[The data]
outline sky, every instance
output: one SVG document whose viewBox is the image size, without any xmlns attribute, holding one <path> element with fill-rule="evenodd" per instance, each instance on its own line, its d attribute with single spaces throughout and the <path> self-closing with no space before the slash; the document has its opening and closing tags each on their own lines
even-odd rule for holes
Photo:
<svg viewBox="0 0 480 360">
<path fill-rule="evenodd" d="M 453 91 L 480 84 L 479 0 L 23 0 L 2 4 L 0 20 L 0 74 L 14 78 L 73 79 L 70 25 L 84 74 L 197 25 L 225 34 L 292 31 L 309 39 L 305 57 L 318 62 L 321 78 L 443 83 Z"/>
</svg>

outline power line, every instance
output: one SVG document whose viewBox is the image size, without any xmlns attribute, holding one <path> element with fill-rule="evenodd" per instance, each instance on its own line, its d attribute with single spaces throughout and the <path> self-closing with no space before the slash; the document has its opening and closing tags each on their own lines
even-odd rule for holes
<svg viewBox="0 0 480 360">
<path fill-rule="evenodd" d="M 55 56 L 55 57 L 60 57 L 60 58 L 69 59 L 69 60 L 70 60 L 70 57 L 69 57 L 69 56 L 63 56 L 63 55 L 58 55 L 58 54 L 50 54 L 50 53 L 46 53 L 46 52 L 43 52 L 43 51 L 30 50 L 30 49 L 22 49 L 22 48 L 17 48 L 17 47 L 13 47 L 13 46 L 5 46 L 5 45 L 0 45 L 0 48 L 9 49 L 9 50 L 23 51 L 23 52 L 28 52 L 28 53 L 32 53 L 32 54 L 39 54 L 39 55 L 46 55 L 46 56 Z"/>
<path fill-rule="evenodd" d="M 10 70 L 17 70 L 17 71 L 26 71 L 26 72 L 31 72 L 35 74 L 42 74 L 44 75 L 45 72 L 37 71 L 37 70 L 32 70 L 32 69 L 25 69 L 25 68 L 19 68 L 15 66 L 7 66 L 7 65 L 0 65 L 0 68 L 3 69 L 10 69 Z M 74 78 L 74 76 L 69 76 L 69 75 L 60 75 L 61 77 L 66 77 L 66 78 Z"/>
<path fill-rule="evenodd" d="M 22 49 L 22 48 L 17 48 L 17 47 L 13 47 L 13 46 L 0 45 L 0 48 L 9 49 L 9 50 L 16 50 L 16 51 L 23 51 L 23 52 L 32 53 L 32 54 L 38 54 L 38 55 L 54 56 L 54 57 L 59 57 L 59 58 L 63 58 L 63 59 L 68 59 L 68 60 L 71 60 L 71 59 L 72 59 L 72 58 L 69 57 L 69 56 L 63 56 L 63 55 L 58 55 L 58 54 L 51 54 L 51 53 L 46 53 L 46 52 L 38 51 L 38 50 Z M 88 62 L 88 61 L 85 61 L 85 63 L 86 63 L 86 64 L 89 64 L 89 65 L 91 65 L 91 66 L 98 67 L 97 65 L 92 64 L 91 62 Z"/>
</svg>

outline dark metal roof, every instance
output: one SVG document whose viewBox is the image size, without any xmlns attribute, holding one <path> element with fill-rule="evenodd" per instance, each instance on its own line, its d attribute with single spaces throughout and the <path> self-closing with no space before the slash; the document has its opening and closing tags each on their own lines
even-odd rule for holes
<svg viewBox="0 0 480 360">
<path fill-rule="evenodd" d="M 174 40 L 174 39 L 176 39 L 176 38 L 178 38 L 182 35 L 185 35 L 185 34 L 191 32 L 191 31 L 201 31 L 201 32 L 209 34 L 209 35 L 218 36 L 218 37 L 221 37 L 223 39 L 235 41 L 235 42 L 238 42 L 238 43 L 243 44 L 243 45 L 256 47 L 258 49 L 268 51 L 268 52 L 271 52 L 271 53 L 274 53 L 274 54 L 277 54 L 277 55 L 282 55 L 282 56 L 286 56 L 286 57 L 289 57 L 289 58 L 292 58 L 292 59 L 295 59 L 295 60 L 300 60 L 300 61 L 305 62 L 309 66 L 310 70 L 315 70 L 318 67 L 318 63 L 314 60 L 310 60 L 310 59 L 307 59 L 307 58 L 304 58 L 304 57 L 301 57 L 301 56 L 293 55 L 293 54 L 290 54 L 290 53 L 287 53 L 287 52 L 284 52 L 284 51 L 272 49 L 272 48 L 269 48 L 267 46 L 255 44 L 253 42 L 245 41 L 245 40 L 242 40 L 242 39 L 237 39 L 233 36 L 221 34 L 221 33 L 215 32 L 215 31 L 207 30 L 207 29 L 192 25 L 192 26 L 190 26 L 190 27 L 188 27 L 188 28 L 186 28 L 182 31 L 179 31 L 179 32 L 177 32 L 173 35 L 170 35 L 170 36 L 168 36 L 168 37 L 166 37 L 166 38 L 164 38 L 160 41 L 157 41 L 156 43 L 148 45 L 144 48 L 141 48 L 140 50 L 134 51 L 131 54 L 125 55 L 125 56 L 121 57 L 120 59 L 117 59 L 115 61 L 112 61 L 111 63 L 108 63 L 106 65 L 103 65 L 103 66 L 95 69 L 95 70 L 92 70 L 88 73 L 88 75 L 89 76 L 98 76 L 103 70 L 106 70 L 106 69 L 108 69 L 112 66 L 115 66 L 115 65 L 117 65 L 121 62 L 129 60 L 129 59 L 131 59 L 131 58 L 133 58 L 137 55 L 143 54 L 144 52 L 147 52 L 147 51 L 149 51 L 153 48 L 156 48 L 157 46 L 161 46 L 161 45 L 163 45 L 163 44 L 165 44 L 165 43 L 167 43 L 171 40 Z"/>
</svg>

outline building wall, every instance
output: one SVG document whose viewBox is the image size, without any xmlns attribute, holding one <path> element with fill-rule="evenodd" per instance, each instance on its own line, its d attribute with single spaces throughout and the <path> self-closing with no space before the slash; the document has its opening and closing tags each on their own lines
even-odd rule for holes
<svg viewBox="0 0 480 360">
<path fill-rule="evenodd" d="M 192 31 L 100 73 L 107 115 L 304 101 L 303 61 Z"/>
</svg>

[Work to complete]
Retype the whole listing above exactly.

[Expected answer]
outline sky, every instance
output: one SVG document whose viewBox is the image size, without any xmlns attribute, holding one <path> element with fill-rule="evenodd" per instance, each instance on its own line, its d attribute with single spaces throughout and the <path> self-closing with no space before the slash; the document has its opening and closing tags each on their own lines
even-odd rule for holes
Photo:
<svg viewBox="0 0 480 360">
<path fill-rule="evenodd" d="M 453 91 L 480 84 L 479 0 L 23 0 L 2 4 L 0 20 L 0 74 L 14 78 L 73 79 L 70 25 L 84 74 L 197 25 L 225 34 L 292 31 L 309 39 L 305 57 L 318 62 L 321 78 L 443 83 Z"/>
</svg>

outline power line, every instance
output: one SVG document whose viewBox is the image size, without any xmlns attribute, holding one <path> element with fill-rule="evenodd" per instance, each instance on its own line, its d attribute with single spaces throughout and the <path> self-closing with no space before the slash; the document has its opening and closing tags each on their own lines
even-odd rule for holes
<svg viewBox="0 0 480 360">
<path fill-rule="evenodd" d="M 55 56 L 55 57 L 60 57 L 60 58 L 69 59 L 69 60 L 70 60 L 70 57 L 69 57 L 69 56 L 63 56 L 63 55 L 58 55 L 58 54 L 50 54 L 50 53 L 46 53 L 46 52 L 43 52 L 43 51 L 30 50 L 30 49 L 22 49 L 22 48 L 17 48 L 17 47 L 13 47 L 13 46 L 5 46 L 5 45 L 0 45 L 0 48 L 9 49 L 9 50 L 23 51 L 23 52 L 28 52 L 28 53 L 32 53 L 32 54 L 39 54 L 39 55 L 46 55 L 46 56 Z"/>
<path fill-rule="evenodd" d="M 10 70 L 17 70 L 17 71 L 26 71 L 26 72 L 31 72 L 35 74 L 42 74 L 44 75 L 45 72 L 37 71 L 37 70 L 32 70 L 32 69 L 25 69 L 25 68 L 19 68 L 15 66 L 7 66 L 7 65 L 0 65 L 0 68 L 3 69 L 10 69 Z M 74 78 L 74 76 L 69 76 L 69 75 L 60 75 L 61 77 L 66 77 L 66 78 Z"/>
<path fill-rule="evenodd" d="M 22 49 L 22 48 L 17 48 L 17 47 L 13 47 L 13 46 L 0 45 L 0 48 L 9 49 L 9 50 L 16 50 L 16 51 L 23 51 L 23 52 L 32 53 L 32 54 L 38 54 L 38 55 L 54 56 L 54 57 L 59 57 L 59 58 L 63 58 L 63 59 L 68 59 L 68 60 L 71 60 L 71 59 L 72 59 L 72 58 L 69 57 L 69 56 L 63 56 L 63 55 L 58 55 L 58 54 L 51 54 L 51 53 L 46 53 L 46 52 L 38 51 L 38 50 Z M 88 62 L 88 61 L 85 61 L 85 63 L 86 63 L 86 64 L 89 64 L 89 65 L 91 65 L 91 66 L 98 67 L 97 65 L 92 64 L 91 62 Z"/>
</svg>

outline dark metal roof, every instance
output: one SVG document whose viewBox is the image size, without any xmlns attribute, holding one <path> element with fill-rule="evenodd" per instance, each instance on its own line, its d attribute with single spaces throughout and the <path> self-closing with no space before the slash; the document has its opening and closing tags each on their own lines
even-odd rule for holes
<svg viewBox="0 0 480 360">
<path fill-rule="evenodd" d="M 174 40 L 174 39 L 176 39 L 176 38 L 178 38 L 182 35 L 185 35 L 185 34 L 191 32 L 191 31 L 201 31 L 201 32 L 209 34 L 209 35 L 218 36 L 218 37 L 221 37 L 223 39 L 235 41 L 235 42 L 238 42 L 238 43 L 243 44 L 243 45 L 256 47 L 258 49 L 268 51 L 268 52 L 271 52 L 271 53 L 274 53 L 274 54 L 277 54 L 277 55 L 282 55 L 282 56 L 286 56 L 286 57 L 289 57 L 289 58 L 292 58 L 292 59 L 295 59 L 295 60 L 300 60 L 300 61 L 305 62 L 309 66 L 310 70 L 315 70 L 318 67 L 318 63 L 314 60 L 310 60 L 310 59 L 307 59 L 307 58 L 304 58 L 304 57 L 301 57 L 301 56 L 293 55 L 293 54 L 290 54 L 290 53 L 287 53 L 287 52 L 284 52 L 284 51 L 272 49 L 272 48 L 269 48 L 267 46 L 255 44 L 253 42 L 245 41 L 245 40 L 242 40 L 242 39 L 237 39 L 233 36 L 221 34 L 221 33 L 215 32 L 215 31 L 207 30 L 207 29 L 192 25 L 192 26 L 190 26 L 190 27 L 188 27 L 188 28 L 186 28 L 182 31 L 179 31 L 179 32 L 177 32 L 173 35 L 170 35 L 170 36 L 168 36 L 168 37 L 166 37 L 166 38 L 164 38 L 160 41 L 157 41 L 156 43 L 148 45 L 144 48 L 141 48 L 140 50 L 134 51 L 131 54 L 125 55 L 125 56 L 121 57 L 120 59 L 117 59 L 115 61 L 112 61 L 111 63 L 108 63 L 106 65 L 103 65 L 103 66 L 95 69 L 95 70 L 92 70 L 88 73 L 88 75 L 89 76 L 98 76 L 103 70 L 106 70 L 106 69 L 108 69 L 112 66 L 115 66 L 115 65 L 117 65 L 121 62 L 129 60 L 129 59 L 131 59 L 131 58 L 133 58 L 137 55 L 143 54 L 144 52 L 147 52 L 147 51 L 149 51 L 153 48 L 156 48 L 157 46 L 161 46 L 161 45 L 163 45 L 163 44 L 165 44 L 165 43 L 167 43 L 171 40 Z"/>
</svg>

outline building wall, every instance
output: one SVG document whose viewBox is the image size, without any xmlns attribute, holding one <path> element with fill-rule="evenodd" per instance, each instance on its own line, its d attribute with single spaces throughout and the <path> self-closing with no space before the slash; the document has its opening and closing tags each on their own lines
even-odd rule for holes
<svg viewBox="0 0 480 360">
<path fill-rule="evenodd" d="M 192 31 L 100 73 L 107 115 L 304 101 L 303 61 Z"/>
</svg>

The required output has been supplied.